_CONSEGNE DELL'ESERCIZIO_.
- 1) Rispondi alle domande seguenti sul brano sull'alert dell'app.
(a) Quale caso ha dimostrato che il processo sanitario avviato dall'alert non è più volontario?
(b) Come qualificano le norme sanitarie chi riceve l'alert?
(c) Per quanti giorni va prescritta la quarantena ai contatti stretti, e a partire da quale momento?
- 2) Per favore, riassumi in due frasi il brano sull'alert dell'app.
- 3) Ricopia dal brano sull'alert dell'app la parte che comincia con le parole contenenti "Questo perché chi" e termina con "sistema sanitario, Ndr.).".
====== SEZIONE DEL DOCUMENTO
A dispetto delle affermazioni di principio e della vulgata sul punto l’alert che giunge sul telefonino di chi ha scaricato l’app trasforma quell’evento dall’ultimo passo della procedura che va dallo scaricamento dell’app sino alla fase dell’ exposure notifications, del tutto volontario, al primo step di un processo sanitario che di volontario non ha più nulla, come ha plasticamente dimostrato il caso di Bari.
Questo perché chi riceve l’alert è qualificato dalle norme sanitarie come contatto stretto di un infetto e come tale viene trattato, ovvero come un soggetto che deve essere messo in quarantena.
In particolare per i contatti stretti di un caso COVID-19, come stabilito dalle norme in vigore l’operatore di sanità pubblica del Dipartimento di Prevenzione territorialmente competente deve provvedere infatti alla prescrizione della quarantena per 14 giorni successivi all’ultima esposizione, che l’app segnala (e non 14 giorni dal momento in cui il paziente si “autodenuncia” al sistema sanitario, Ndr.).
============
====== ESTRATTI DI DATI
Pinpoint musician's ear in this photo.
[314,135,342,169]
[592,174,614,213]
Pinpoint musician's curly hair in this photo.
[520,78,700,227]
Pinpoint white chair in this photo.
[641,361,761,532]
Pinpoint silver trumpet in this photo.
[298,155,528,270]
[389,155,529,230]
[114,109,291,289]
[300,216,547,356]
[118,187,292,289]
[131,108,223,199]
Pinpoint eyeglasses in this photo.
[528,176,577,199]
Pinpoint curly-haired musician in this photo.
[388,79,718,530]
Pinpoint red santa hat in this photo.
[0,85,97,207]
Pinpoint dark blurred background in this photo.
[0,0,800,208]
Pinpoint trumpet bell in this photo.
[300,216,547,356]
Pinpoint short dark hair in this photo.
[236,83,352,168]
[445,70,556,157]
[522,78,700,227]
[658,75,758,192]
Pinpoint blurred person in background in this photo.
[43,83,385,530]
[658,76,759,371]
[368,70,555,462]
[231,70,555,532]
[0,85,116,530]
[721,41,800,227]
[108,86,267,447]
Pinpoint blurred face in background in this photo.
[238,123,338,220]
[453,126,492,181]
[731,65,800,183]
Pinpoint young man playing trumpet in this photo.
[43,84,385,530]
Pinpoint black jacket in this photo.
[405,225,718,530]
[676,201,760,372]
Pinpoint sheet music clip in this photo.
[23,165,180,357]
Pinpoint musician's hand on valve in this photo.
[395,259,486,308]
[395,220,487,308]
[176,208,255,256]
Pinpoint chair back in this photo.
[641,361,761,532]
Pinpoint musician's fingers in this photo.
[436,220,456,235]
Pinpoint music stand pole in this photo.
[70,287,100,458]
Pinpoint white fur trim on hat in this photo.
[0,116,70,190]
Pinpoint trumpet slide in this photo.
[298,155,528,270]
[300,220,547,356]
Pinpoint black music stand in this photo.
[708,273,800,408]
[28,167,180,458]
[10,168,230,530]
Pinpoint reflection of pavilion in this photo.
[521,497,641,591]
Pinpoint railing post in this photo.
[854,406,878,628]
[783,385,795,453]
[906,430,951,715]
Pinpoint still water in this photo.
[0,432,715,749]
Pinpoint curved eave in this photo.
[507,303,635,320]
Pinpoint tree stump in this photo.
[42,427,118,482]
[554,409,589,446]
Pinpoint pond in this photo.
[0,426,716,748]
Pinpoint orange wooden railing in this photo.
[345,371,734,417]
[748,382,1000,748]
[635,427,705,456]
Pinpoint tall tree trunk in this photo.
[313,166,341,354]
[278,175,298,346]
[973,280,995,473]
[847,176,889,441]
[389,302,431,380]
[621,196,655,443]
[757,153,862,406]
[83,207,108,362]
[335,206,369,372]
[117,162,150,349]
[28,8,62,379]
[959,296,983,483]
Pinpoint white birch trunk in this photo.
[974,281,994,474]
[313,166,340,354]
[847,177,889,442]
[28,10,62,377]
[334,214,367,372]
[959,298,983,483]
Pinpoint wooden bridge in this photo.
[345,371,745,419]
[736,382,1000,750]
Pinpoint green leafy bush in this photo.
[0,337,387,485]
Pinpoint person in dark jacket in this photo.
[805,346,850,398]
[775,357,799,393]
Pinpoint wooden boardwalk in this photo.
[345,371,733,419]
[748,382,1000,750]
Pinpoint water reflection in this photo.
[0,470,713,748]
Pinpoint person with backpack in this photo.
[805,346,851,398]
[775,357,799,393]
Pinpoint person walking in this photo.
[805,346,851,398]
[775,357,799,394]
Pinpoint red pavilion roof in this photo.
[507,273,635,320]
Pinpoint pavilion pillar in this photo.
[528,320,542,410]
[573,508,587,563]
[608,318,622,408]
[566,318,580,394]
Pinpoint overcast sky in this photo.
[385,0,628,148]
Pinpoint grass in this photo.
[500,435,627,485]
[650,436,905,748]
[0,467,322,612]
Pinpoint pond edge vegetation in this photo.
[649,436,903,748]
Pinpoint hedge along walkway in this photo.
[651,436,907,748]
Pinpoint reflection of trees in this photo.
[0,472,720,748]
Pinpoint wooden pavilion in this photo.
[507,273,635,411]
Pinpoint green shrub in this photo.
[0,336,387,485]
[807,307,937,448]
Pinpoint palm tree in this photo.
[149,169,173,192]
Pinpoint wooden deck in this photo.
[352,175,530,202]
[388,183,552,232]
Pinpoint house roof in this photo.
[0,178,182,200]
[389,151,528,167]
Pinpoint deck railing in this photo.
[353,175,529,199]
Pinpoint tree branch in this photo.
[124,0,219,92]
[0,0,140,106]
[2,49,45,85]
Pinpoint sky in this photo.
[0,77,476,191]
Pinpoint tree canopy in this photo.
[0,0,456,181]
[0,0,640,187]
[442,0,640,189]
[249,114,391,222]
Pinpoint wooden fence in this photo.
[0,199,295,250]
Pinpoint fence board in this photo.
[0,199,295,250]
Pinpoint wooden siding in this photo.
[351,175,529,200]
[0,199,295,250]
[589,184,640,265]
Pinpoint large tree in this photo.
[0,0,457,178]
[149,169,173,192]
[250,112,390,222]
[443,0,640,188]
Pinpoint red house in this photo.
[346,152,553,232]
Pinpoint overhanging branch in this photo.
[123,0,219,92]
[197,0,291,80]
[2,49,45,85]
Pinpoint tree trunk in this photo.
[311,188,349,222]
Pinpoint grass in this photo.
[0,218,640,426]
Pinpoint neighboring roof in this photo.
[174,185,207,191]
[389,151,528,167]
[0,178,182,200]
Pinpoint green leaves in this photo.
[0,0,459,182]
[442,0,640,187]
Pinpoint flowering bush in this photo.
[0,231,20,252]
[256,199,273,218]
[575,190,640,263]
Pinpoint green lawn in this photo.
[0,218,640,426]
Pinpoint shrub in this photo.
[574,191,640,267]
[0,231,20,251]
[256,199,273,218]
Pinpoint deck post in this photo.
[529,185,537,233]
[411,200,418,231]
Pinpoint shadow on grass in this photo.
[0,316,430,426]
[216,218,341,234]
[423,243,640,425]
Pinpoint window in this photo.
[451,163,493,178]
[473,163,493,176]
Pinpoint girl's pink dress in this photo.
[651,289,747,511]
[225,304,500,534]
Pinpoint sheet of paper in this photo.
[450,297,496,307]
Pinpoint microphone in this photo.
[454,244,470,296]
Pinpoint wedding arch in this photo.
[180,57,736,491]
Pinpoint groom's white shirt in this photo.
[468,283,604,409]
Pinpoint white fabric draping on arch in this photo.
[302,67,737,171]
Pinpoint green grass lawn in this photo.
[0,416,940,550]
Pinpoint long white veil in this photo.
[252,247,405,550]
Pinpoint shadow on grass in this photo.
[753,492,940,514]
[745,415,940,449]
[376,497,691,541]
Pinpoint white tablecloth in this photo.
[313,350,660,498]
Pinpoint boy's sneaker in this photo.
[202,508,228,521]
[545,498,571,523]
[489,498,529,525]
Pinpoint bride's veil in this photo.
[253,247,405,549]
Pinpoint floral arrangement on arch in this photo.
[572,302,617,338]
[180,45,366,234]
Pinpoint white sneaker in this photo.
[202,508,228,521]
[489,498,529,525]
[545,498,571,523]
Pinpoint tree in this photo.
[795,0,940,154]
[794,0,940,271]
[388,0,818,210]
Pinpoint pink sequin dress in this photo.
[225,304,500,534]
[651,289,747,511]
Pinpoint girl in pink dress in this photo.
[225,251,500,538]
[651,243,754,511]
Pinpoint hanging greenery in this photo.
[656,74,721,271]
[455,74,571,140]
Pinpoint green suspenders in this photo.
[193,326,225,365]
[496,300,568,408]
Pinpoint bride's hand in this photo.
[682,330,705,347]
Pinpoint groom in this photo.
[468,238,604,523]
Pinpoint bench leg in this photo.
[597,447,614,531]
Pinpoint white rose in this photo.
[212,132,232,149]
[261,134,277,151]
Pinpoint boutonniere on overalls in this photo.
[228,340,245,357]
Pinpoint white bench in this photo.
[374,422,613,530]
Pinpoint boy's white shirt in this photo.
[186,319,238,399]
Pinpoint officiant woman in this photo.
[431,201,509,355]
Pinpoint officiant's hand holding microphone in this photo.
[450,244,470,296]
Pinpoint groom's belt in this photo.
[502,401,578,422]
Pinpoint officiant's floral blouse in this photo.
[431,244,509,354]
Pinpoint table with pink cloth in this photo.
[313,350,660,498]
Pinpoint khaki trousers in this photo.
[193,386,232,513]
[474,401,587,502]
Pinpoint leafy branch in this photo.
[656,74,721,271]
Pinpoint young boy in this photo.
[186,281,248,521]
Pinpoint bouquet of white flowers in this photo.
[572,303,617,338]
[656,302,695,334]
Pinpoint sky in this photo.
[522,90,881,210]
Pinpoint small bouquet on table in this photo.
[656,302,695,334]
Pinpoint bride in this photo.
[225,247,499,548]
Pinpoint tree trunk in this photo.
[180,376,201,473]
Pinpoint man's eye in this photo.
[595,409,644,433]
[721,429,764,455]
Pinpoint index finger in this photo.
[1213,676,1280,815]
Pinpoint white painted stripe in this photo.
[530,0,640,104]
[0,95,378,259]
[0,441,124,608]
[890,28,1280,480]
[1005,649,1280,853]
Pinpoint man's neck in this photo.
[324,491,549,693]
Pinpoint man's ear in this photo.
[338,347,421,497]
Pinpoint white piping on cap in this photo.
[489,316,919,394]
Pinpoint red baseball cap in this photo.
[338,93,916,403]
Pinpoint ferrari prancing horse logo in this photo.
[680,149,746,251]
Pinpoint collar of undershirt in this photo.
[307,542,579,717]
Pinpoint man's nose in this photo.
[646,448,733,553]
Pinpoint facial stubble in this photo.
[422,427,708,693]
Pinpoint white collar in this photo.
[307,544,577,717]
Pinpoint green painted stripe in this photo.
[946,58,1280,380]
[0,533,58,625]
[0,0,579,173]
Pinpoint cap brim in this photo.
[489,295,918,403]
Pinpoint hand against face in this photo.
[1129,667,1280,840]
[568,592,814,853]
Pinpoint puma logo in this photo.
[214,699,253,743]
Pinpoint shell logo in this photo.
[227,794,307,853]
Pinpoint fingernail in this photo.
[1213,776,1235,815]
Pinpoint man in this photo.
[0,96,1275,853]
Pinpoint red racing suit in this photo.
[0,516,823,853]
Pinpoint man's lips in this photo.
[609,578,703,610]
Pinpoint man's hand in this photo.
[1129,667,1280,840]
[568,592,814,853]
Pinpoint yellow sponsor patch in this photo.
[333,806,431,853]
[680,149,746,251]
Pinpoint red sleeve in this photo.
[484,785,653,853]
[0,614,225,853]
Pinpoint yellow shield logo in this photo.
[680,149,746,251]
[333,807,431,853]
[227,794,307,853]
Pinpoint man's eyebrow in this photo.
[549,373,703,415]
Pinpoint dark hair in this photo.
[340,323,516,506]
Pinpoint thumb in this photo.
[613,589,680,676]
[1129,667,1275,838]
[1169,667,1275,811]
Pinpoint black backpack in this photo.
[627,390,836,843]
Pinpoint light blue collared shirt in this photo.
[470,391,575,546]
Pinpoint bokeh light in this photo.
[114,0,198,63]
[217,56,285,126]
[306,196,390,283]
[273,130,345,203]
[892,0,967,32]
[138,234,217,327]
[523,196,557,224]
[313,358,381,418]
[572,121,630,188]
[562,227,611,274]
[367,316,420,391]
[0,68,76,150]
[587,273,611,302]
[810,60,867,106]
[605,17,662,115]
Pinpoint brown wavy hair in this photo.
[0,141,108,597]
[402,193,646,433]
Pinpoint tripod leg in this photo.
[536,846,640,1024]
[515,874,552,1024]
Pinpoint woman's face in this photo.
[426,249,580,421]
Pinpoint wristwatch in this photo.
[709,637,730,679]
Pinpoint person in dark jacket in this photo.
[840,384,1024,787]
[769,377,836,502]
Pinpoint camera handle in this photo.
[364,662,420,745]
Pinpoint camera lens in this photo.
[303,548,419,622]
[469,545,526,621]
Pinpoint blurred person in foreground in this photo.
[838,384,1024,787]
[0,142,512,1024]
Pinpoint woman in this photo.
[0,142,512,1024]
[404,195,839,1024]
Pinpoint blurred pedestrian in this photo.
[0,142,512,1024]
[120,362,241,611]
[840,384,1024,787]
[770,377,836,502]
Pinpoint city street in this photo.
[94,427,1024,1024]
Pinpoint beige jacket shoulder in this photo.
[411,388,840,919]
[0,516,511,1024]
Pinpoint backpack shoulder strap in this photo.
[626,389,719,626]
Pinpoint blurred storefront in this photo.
============
_RISPOSTE DELL'ESERCIZIO_.
- 1)
(a) Il caso di Bari.
(b) Come contatto stretto di un infetto, da mettere in quarantena.
(c) Per 14 giorni, successivi all'ultima esposizione segnalata dall'app.

- 2) L'alert che arriva sul telefonino non è più l'ultimo passo di una procedura del tutto volontaria, che parte dallo scaricamento dell'app. Diventa il primo step di un processo sanitario che di volontario non ha più nulla, perché chi lo riceve è trattato come contatto stretto di un infetto e deve ricevere la prescrizione della quarantena per 14 giorni dall'ultima esposizione.

- 3)
Questo perché chi riceve l’alert è qualificato dalle norme sanitarie come contatto stretto di un infetto e come tale viene trattato, ovvero come un soggetto che deve essere messo in quarantena.
In particolare per i contatti stretti di un caso COVID-19, come stabilito dalle norme in vigore l’operatore di sanità pubblica del Dipartimento di Prevenzione territorialmente competente deve provvedere infatti alla prescrizione della quarantena per 14 giorni successivi all’ultima esposizione, che l’app segnala (e non 14 giorni dal momento in cui il paziente si “autodenuncia” al sistema sanitario, Ndr.).